# EXERCISE TASKS:
a) In the stock market report, what level did benchmark Treasury yields reach on Tuesday?
b) Copy out everything in the stock market report from "The Dow turned" down to "monthly jobs report.".

# READING PASSAGE:
◆ ◆ ◆

S&P 500 ends at lowest since June 1 as data fuels rate worries

NEW YORK: The S&P 500 index closed at its lowest level since June 1 on Tuesday (Oct 3) as economic data underscored the view the Federal Reserve (Fed) may need to keep interest rates high.

The Dow Jones Industrial Average fell 430.97 points, or 1.29%, to 33,002.38, the S&P 500 lost 58.94 points, or 1.37%, at 4,229.45 and the Nasdaq Composite dropped 248.31 points, or 1.87%, to 13,059.47.

The Dow turned negative for the year for the first time since June and ended at its lowest level since May 31. The Nasdaq also closed at its lowest since May 31. While the Dow is down 0.4% for the year, the Nasdaq remains up about 25% since Dec 31 after a rally driven by enthusiasm over artificial intelligence.

Data showed US job openings unexpectedly increased in August, fuelling worries about a tight labour market ahead of Friday’s key US monthly jobs report.

Investors continue to closely watch benchmark Treasury yields, which hit 16-year highs on Tuesday.

◆ ◆ ◆

# DATA LISTING:
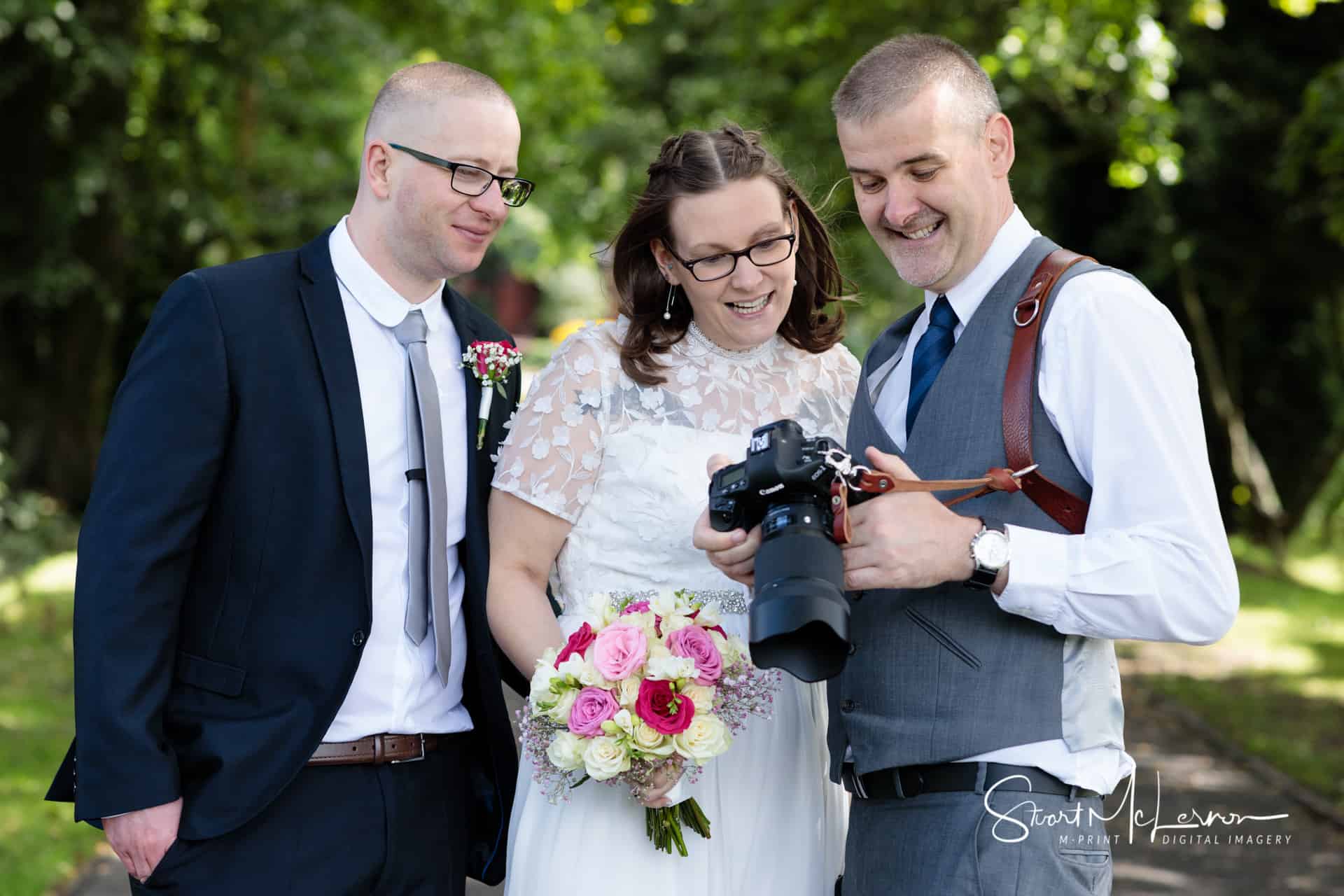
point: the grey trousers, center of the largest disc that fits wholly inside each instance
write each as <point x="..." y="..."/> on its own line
<point x="961" y="844"/>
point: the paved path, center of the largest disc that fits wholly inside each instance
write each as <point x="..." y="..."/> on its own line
<point x="1298" y="855"/>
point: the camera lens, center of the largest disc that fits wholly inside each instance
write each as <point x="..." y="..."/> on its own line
<point x="800" y="620"/>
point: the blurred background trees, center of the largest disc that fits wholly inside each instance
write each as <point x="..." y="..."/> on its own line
<point x="1195" y="143"/>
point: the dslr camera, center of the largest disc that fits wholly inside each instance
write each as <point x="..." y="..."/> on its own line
<point x="800" y="620"/>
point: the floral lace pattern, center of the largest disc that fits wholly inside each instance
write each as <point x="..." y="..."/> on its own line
<point x="625" y="464"/>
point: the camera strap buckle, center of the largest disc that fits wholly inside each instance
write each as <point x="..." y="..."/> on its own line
<point x="840" y="511"/>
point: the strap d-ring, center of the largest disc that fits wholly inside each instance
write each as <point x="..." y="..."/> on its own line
<point x="1016" y="312"/>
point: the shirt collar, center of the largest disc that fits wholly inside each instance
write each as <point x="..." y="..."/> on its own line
<point x="1009" y="242"/>
<point x="375" y="296"/>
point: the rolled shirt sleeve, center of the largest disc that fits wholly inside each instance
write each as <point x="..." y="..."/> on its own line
<point x="1117" y="379"/>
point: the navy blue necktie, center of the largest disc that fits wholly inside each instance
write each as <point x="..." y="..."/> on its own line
<point x="930" y="352"/>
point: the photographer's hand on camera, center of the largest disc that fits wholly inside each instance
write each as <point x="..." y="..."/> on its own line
<point x="907" y="540"/>
<point x="733" y="554"/>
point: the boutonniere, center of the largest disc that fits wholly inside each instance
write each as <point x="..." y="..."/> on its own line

◆ ◆ ◆

# RESPONSES TO THE TASKS:
a) They hit 16-year highs.

b)
The Dow turned negative for the year for the first time since June and ended at its lowest level since May 31. The Nasdaq also closed at its lowest since May 31. While the Dow is down 0.4% for the year, the Nasdaq remains up about 25% since Dec 31 after a rally driven by enthusiasm over artificial intelligence.

Data showed US job openings unexpectedly increased in August, fuelling worries about a tight labour market ahead of Friday’s key US monthly jobs report.